Set exercise:
Answer these questions using the passage below on carbon storage in building materials:
1. Which two naturally occurring silicate rocks contain magnesium oxide and calcium oxide?
2. Roughly what share of the emissions from producing cement and other calcium-based building products comes from calcining limestone?
3. Over a building lifetime of about 50 years, how much of the carbon emitted during calcination may be recaptured?

### Extract

There are other materials that can store carbon. Alkaline earth compounds such as magnesium oxide (MgO) and calcium oxide (CaO) are present in naturally occurring silicate rocks such as serpentine and olivine. When these react with CO2 they form stable carbonates that can be used both as building blocks and as aggregates in concrete. In theory, there are sufficient of these minerals in the earth's crust to bind all anthropogenic emissions of carbon (Metz, 2006). However, the effects of mining, associated energy use and costs render this an unlikely scenario for the near future.

It should be noted that, whereas the production of cement and other calcium-based building products causes emissions of very large quantities of CO2 during the calcination of limestone (constituting approximately half of the emissions from the production, the rest resulting from energy use), part of this is later reabsorbed into the materials by carbonation. This requires the presence of air and water and takes place over many decades. In the course of a building's lifetime of say 50 years, of the order of 25 to 50% of the carbon originally emitted during calcination may be recaptured. This is significant, but does not greatly reduce the large emission impact of using these materials.

######
### Dataset excerpts

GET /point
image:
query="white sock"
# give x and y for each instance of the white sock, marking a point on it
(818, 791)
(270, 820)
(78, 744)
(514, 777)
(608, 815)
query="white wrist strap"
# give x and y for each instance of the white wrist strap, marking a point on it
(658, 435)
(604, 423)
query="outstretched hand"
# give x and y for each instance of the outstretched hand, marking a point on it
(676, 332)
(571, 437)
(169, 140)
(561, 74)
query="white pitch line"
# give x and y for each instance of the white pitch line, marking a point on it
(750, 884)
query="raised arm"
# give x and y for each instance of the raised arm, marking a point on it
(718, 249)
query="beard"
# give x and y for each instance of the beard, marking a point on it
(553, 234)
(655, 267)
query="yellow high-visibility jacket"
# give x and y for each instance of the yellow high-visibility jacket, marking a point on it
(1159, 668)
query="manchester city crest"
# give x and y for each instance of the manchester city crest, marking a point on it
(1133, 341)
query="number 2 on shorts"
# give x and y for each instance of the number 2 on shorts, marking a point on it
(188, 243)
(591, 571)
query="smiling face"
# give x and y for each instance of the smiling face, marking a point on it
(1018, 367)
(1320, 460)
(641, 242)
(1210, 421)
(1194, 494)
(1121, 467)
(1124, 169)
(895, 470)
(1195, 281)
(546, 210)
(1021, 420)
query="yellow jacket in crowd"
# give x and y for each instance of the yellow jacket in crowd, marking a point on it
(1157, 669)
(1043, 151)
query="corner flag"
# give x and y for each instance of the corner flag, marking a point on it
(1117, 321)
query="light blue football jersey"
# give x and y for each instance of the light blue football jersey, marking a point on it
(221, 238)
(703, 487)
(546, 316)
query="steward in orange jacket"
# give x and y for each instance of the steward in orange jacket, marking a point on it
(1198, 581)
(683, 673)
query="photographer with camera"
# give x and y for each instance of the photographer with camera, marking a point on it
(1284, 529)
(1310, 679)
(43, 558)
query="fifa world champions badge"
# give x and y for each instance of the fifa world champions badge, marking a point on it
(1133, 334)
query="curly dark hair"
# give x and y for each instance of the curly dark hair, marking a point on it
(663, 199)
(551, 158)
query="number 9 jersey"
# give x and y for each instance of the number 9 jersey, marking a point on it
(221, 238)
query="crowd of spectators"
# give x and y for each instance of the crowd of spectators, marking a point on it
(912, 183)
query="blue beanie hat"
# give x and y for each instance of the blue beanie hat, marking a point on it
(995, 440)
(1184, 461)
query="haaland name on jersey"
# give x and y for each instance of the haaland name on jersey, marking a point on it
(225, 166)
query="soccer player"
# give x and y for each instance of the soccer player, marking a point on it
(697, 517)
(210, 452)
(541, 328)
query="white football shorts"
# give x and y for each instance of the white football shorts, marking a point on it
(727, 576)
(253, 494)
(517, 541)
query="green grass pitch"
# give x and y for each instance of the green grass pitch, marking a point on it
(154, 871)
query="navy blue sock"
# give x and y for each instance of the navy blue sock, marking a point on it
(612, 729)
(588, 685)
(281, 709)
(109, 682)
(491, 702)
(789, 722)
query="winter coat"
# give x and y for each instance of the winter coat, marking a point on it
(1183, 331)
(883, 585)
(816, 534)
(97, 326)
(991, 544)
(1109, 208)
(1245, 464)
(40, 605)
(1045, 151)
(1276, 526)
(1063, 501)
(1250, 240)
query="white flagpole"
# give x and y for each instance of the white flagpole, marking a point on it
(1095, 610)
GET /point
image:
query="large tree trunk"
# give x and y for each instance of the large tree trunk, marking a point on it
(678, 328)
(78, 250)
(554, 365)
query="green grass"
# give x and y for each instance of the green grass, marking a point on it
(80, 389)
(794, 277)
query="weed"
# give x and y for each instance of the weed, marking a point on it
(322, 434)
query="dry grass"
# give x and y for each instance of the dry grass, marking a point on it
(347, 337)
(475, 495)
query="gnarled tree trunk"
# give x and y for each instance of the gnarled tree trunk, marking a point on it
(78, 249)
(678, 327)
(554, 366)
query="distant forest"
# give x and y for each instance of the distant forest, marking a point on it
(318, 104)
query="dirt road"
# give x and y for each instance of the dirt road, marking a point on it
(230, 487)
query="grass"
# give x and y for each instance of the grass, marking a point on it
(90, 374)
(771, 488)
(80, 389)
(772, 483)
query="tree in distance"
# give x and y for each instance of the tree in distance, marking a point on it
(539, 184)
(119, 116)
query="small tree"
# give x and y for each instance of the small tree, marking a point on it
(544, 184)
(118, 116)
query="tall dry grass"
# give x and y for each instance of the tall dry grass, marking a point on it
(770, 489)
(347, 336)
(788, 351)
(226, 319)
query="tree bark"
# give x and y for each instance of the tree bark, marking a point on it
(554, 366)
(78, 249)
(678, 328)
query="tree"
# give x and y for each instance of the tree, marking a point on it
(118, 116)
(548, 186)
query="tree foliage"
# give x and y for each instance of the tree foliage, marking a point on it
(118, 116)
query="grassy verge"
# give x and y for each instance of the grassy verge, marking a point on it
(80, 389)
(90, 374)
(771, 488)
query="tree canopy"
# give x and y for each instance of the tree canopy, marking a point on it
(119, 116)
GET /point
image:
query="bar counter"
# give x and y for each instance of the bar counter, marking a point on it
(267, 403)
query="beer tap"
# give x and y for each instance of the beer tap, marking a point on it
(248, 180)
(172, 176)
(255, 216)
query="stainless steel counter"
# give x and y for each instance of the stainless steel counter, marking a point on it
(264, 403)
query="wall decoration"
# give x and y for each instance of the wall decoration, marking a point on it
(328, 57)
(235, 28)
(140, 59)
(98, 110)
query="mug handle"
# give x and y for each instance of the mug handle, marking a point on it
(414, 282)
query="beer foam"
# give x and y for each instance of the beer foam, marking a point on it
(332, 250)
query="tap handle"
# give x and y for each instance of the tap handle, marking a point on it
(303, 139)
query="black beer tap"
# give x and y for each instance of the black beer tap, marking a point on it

######

Exercise response:
1. Serpentine and olivine.
2. Approximately half.
3. Of the order of 25 to 50%.